ISTRUZIONI ESERCIZIO: Secondo il brano, che cosa permette la tecnica del punto di vista che passa da un personaggio all'altro?

BRANO PROPOSTO:
******

Il punto di vista passa da un personaggio ad un altro (addirittura una volta viene preso in consegna anche da un quarto personaggio Lance… ah Lance …. inutile nascondere che anche io ho subito il suo fascino). Questa questione del punto di vista “saltellante” può lasciar interdetti momentaneamente, però prosegue inesorabile dall’inizio alla fine  diventando una particolarità della narrazione. Inoltre questa tecnica è molto utile ai fini della trama e permette di avere più personaggi “di pari livello”.
I protagonisti li ho amati e odiati tutti prepotentemente (tranne Lance che ho sempre e solo amato). E questo lo metto al primo posto tra quel che ho più apprezzato in questo libro. L’arroganza di Marco è stata anche la mia, la fragilità di Helena è stata anche la mia, il senso di inadeguatezza di Deacon è stato anche il mio. E’ questo che cerco nei libri, è questo il motivo per cui leggo. Per vivere sensazioni ed emozioni oltre quelle che provo “nella vita vera” . Per vivere infinite vite e infiniti “tempi”. E Albion c’è riuscito più che bene.

******

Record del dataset
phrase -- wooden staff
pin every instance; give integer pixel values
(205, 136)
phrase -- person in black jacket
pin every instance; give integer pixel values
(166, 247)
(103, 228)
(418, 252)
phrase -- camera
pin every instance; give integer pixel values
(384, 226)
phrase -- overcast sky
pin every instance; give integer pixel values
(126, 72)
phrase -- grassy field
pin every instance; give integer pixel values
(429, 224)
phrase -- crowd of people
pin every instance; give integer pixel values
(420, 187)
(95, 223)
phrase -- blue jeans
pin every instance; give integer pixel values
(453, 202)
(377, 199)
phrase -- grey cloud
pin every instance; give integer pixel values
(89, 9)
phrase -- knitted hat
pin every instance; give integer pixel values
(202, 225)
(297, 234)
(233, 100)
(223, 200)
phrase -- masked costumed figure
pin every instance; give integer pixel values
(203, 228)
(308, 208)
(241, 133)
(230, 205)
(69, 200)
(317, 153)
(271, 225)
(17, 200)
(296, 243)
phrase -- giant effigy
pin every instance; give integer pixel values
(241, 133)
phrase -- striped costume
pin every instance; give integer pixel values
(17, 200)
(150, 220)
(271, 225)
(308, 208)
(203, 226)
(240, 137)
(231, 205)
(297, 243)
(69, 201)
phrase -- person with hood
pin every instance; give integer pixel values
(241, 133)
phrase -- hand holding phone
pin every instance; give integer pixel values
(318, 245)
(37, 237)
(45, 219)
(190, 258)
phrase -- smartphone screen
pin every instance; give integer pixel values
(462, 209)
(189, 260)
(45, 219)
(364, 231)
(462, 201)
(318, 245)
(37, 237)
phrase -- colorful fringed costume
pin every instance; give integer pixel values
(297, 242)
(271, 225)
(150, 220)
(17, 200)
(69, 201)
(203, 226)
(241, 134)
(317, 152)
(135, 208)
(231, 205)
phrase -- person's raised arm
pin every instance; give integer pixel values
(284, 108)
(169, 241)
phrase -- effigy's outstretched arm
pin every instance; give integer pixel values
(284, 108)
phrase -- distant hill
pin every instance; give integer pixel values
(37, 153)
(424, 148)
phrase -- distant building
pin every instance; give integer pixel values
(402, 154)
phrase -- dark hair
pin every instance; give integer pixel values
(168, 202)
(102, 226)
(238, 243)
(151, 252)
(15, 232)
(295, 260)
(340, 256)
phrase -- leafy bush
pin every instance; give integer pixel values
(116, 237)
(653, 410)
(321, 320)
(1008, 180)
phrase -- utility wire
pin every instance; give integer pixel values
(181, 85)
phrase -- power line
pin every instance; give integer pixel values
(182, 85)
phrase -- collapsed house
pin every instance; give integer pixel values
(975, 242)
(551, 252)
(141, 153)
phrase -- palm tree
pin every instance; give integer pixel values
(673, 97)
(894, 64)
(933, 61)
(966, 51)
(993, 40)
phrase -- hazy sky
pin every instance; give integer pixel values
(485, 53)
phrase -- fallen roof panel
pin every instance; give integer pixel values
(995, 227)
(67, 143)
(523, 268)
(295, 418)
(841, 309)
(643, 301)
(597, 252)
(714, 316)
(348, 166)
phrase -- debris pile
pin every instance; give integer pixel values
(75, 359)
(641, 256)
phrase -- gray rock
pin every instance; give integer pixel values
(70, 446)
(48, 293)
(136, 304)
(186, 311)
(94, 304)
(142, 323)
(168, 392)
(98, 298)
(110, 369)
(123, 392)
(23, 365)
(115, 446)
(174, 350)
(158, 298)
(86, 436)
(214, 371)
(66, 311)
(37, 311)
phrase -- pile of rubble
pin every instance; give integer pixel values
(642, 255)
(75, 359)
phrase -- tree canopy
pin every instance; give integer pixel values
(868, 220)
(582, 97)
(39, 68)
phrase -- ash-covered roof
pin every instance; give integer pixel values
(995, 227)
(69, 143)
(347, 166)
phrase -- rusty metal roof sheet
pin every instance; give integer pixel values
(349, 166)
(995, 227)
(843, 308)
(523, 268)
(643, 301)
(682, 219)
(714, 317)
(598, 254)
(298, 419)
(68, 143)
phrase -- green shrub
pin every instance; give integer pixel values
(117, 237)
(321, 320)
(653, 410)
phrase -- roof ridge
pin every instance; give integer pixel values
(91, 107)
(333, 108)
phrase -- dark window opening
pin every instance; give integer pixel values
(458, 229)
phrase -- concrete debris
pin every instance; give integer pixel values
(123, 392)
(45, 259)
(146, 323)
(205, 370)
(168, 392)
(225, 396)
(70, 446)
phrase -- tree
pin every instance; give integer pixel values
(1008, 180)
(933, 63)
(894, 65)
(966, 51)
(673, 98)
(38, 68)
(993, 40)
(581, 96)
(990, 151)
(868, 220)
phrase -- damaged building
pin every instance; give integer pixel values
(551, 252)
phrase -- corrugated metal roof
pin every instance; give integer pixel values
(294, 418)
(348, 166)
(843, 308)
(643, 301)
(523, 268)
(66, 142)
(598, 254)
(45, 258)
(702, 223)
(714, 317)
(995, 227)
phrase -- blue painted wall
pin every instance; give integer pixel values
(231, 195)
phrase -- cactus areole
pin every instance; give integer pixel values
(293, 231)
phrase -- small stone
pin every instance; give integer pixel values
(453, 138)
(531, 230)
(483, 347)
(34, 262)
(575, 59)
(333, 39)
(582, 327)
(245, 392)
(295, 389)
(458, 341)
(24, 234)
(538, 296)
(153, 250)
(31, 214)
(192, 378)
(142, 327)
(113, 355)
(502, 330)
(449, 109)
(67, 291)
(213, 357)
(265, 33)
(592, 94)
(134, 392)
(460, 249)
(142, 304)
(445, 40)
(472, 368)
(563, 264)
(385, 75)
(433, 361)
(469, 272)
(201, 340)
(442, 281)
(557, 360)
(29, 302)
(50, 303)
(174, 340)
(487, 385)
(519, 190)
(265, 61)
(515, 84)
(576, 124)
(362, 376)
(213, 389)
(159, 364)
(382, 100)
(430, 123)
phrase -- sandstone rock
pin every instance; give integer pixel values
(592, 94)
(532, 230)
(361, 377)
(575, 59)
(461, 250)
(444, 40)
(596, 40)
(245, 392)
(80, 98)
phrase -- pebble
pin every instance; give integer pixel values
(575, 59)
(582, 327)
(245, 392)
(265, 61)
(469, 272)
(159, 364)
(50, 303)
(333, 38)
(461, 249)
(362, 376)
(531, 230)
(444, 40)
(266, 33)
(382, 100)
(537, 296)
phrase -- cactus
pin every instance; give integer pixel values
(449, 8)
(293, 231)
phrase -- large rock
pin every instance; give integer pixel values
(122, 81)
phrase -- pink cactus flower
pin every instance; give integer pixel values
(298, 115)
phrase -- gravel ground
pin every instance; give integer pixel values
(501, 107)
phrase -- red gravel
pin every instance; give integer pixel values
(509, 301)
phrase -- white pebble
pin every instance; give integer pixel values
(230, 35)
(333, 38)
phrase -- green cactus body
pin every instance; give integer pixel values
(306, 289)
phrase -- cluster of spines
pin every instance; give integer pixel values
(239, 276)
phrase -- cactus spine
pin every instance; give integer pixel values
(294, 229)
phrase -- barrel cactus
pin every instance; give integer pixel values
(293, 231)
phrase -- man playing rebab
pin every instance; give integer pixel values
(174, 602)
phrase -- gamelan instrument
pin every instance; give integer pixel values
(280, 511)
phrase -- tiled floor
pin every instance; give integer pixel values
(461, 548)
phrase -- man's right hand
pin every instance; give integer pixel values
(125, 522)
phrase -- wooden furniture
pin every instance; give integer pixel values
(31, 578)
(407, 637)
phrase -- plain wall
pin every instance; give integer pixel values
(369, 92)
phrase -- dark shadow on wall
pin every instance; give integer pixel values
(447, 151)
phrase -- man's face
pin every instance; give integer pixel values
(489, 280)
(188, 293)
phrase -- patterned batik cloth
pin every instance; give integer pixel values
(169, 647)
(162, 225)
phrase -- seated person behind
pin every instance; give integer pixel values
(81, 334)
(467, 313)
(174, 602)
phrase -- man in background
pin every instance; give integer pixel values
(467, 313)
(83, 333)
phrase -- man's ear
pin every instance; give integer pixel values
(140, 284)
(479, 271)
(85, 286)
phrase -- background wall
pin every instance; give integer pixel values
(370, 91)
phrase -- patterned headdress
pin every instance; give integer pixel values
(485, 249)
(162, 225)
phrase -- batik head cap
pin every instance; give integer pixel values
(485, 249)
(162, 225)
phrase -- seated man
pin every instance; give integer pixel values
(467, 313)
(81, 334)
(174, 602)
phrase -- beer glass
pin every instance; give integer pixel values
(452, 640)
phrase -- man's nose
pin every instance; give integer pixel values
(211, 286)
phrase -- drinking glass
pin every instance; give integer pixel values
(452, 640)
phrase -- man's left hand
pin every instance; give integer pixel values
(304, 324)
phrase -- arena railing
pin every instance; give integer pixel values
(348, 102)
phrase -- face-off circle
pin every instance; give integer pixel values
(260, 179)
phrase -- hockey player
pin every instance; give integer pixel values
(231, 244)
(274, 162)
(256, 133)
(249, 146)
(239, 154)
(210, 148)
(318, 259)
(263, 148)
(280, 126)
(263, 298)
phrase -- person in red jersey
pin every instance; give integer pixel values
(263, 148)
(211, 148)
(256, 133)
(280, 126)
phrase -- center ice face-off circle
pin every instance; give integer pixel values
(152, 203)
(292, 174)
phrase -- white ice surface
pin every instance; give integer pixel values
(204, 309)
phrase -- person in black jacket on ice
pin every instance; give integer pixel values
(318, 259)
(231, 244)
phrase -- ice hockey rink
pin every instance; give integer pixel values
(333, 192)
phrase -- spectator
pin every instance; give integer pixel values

******

RISULTATO ESERCIZIO: È molto utile ai fini della trama e permette di avere più personaggi "di pari livello".